**DOCUMENT TEXT**
At this moment, the omens are very dire. Politically, economically, socially and spiritually, the nation has never been in a worse shape. In the north there is rising disaffection about the worsening economic plight and widespread insecurity occasioned by banditry, insurgency and an increasingly bloody revolt against the old hegemonic caste.

Angry question marks are put against the ability and capacity of the president to deal with the situation. For a man who had enjoyed cult-like following and messianic adulation among the masses and underclass of the region, these caustic dismissals and growing wave of denunciation is a cruel political denouement.

In the west, there is a rock solid disaffection with the nation as structurally configured. Widespread insecurity has now become the bane of its hitherto peaceful and productive countryside. The new alliance has not produced a happy synthesis or the healthy and productive synergy of contrasting worldviews. The mismanagement of ethnic relations has left a bitterly polarized and fractious polity.

In the east, old bitterness and civil war wounds persist more than fifty years after. No lesson seems to have been learnt from that epic tragedy. The amputation of the third leg of the ancient tripod of countervailing influence and authority has left a mass estrangement and alienation from central authority in the place. In the rural areas, there is a fanatical attachment and adoration of IPOB which seems to be waiting for the signal to exit Nigeria.

Rather than facing the future with wide-eyed naivety and fatalistic submission to the will of superior mystical forces, it is important at this point to press the pause button in order to avail ourselves of a backward glance. At least if we don’t recognise where we are going, we must know where we are coming from. According to old Yoruba ethos, when a child stumbles, he looks forward but when an elder falters, he must cast a backward glance.

The past is indeed a trove of memorable ironies and a veritable treasure of political surprises. Many of the people that we build as heroes today are villains of yesteryears, whereas many of the people we seek to demonize and weave a tapestry of vicious calumny around are authentic heroes of Nigeria and Yoruba people whose derring-do when the nation was under siege will become part of the heroic folklore no matter what may be considered their subsequent failings.

No nation or society is exempt from this whirligig of heroic fortunes and the shifting fate of political actors. As he was about to be arrested in one of the great Stalinist purges of the thirties, Marshal Mikhail Tukhachevsky, a much decorated Soviet war hero and arguably the most revered Russian soldier of his time, expressed surprise that they had sent a lowly officer to intercept him.

The officer in turn looked at his most distinguished superior officer with pity and surprise and then briskly saluted. “Comrade Marshal, we live in interesting times. Yesterday a hero, but today nothing. That is the dialectic of history”, the officer noted before taking the marshal away never to be seen in public again. He was only forty four. His last recorded words: “I feel as if I am in a dream!”

Events of the day do not spring from a vacuum but from a groundswell of other countervailing events. Let us now look back at our history and to 1999 to get a sense of perspective and why there is so much rancour and bitterness in the contemporary Nigerian polity.

**WRITTEN PROBLEM A**
Pick out each line in the rows below that contains the word "black".

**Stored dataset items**
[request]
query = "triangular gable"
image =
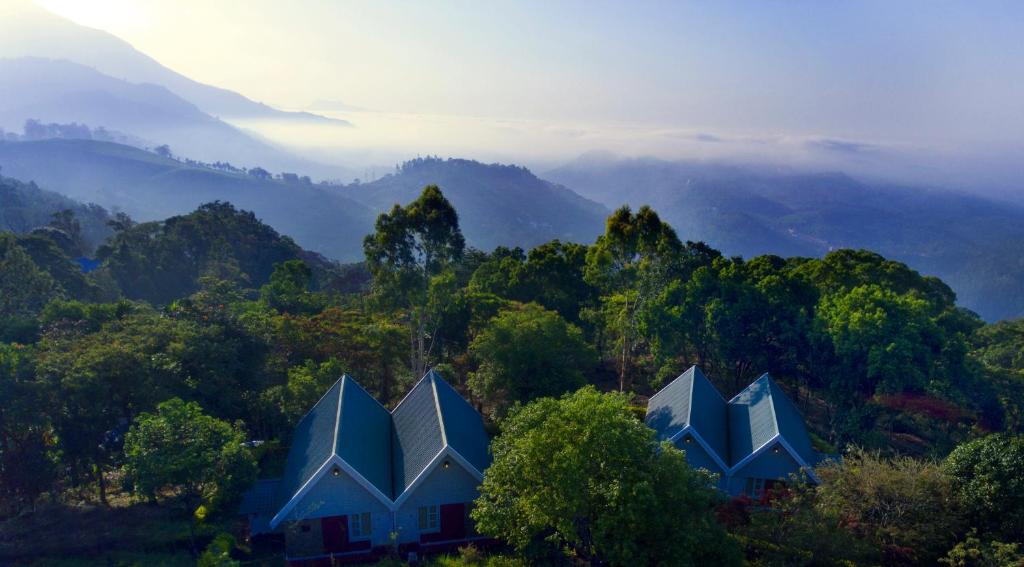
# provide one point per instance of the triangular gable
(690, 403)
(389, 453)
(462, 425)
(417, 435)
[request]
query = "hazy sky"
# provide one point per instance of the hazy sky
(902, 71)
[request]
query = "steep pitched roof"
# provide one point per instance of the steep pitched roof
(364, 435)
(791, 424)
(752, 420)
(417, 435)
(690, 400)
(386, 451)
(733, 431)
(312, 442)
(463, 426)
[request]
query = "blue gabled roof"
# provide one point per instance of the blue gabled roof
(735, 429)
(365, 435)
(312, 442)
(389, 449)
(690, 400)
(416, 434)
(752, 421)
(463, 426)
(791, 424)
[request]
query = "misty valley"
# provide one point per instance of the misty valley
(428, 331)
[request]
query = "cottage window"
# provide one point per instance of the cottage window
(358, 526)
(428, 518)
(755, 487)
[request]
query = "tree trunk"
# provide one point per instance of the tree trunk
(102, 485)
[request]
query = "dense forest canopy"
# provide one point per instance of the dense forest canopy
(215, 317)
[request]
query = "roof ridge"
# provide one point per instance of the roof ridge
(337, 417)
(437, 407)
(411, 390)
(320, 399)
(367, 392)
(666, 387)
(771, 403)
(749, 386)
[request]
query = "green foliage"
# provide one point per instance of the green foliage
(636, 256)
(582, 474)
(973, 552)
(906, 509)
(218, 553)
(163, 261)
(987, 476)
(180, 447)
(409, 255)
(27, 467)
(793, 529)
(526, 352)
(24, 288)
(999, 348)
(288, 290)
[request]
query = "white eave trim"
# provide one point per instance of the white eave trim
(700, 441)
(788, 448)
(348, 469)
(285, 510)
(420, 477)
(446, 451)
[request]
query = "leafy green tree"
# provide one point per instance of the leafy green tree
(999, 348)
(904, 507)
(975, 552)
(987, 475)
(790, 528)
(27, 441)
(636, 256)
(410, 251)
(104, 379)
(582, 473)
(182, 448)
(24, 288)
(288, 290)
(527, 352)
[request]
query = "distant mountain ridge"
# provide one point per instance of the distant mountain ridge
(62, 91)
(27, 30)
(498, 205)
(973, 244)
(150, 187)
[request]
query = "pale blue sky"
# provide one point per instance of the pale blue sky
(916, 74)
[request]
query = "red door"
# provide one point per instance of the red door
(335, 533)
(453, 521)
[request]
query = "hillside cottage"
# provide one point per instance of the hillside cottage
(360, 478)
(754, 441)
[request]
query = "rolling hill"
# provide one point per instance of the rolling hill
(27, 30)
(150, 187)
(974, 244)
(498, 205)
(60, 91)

--

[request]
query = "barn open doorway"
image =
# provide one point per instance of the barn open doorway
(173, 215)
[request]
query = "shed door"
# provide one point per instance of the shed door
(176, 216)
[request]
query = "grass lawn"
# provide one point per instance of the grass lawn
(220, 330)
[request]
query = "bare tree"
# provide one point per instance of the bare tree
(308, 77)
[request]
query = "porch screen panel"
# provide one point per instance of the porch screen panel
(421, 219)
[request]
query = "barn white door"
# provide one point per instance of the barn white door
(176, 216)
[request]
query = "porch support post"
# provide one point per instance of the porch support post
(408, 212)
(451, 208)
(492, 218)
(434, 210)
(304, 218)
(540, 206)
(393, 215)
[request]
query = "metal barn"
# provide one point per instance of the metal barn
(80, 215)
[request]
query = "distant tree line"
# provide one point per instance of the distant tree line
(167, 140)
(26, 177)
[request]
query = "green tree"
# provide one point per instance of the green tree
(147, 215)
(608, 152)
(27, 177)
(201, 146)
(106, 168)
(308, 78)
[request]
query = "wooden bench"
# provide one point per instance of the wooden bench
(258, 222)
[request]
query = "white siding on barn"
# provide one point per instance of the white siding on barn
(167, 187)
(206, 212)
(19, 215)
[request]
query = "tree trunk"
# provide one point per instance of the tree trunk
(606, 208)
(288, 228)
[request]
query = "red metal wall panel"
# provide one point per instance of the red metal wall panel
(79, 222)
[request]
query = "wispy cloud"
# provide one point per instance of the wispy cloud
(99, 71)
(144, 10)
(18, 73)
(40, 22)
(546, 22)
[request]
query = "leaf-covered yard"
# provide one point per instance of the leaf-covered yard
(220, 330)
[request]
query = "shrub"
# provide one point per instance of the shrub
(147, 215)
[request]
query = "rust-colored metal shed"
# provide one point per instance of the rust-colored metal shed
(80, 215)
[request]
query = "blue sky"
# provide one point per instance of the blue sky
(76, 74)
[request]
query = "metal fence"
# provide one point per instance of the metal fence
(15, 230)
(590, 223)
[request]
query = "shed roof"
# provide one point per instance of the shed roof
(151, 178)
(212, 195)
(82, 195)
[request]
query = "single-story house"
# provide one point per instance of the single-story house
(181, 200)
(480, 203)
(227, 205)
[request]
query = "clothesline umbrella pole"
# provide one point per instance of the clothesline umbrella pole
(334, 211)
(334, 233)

...

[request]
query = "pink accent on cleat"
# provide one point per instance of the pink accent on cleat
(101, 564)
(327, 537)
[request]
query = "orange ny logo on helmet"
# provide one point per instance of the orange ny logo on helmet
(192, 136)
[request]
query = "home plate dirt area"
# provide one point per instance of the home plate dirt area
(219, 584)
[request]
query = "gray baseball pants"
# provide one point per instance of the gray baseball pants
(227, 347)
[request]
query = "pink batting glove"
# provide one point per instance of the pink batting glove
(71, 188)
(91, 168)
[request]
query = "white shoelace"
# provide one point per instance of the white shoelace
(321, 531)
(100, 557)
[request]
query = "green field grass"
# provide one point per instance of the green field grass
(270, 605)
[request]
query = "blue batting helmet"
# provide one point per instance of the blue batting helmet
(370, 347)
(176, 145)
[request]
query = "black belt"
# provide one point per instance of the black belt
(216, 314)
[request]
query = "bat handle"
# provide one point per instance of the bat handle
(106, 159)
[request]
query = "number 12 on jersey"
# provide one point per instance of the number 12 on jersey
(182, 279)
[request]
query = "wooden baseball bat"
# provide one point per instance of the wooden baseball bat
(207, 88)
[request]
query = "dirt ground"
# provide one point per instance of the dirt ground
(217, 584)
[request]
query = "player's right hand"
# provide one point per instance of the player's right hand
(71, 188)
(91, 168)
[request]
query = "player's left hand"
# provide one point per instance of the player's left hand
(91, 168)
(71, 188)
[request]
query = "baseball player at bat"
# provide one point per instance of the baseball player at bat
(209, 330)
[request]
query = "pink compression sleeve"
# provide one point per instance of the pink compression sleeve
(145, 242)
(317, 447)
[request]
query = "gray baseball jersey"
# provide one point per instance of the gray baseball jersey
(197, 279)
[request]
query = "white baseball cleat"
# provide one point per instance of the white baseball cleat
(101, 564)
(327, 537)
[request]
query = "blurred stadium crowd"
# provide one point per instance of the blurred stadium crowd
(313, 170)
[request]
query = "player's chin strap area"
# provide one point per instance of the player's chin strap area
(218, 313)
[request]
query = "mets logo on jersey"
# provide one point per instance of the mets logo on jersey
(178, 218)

**WRITTEN PROBLEM B**
Proceed with the commentary on Nigeria's political crisis, continuing from its final sentence.

**EXPECTED OUTPUT A**
query = "black belt"
# provide one point per instance of the black belt

**EXPECTED OUTPUT B**
In article written for Africa Today, the London-based magazine, to commemorate Nigeria’s thirty ninth independence anniversary, this writer predicted that Obasanjo was in a position to teach the Afenifere elderly caucus a memorable and unforgettable lesson in political power play.

By the end of September that year, the retired general, a brilliant political strategist with a military and authoritarian cast of mind, had finished consolidating his grip on the levers of power. This process which combined feigning with strategic wanderlust to confuse opponents actually began in February when he was elected president of the nation.

With the respected and no-nonsense Theophilus Danjuma protecting his military flank and Mohammed, the quietly efficient and suave Ilorin spymaster, imposing himself on domestic matters, Obasanjo felt confident enough to turn his attention to pressing political matters.

True to prediction, Obasanjo began a well-coordinated campaign of destabilization against the two major opposition parties. Through disinformation, misinformation and outright state cajolement, he was able to engineer an internal fracture of the AD and ANPP. The PDP was waiting to collect the stragglers. For a James Ajibola Ige who saw the danger, his attempt to return to his regional base to re-organize a party that can be said to be his baby proved a bridge too far. He was killed.

Many will insist that Ige himself had been used to destabilize his own party by going over to Obasanjo without proper clearance from its grandees. Ige would insist that he was paying the party back in its own coins for siding with his junior and party subordinate, Chief Olu Falae, during the infamous D’Rovans fiasco. In any case, there would have been no point asking for a clearance that would never have been granted.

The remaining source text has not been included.